Exercise prompt: Pull out every line of the records below that contains the word "knuckle".

Input for this task:
+ + + + + + +
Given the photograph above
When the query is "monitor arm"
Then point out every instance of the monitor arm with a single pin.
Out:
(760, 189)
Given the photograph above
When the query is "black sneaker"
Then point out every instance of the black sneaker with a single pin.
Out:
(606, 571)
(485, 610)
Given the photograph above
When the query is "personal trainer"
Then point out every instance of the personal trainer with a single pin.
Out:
+ + + + + + +
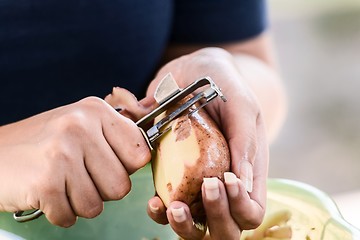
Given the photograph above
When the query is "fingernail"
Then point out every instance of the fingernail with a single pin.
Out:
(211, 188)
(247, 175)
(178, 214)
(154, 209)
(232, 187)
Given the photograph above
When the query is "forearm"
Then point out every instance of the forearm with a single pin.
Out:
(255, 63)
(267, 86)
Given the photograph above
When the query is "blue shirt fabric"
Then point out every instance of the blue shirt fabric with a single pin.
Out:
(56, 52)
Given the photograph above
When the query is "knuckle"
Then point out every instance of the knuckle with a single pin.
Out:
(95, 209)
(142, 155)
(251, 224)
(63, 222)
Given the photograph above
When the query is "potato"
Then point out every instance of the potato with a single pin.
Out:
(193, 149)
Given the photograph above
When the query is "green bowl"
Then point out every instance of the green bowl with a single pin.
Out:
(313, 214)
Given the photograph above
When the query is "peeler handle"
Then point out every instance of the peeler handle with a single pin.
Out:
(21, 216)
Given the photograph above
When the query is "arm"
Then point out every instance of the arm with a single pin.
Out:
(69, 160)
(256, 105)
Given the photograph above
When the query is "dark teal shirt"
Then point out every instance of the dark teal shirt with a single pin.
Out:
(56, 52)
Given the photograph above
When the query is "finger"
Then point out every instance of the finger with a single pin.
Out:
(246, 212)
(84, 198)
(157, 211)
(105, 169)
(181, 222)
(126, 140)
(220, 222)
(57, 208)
+ + + + + + +
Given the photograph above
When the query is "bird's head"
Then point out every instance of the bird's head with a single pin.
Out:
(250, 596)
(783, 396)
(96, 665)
+ + + + + + +
Answer to the problem:
When the query is "knuckle"
Then point out every instance of the knuckle with a single pin.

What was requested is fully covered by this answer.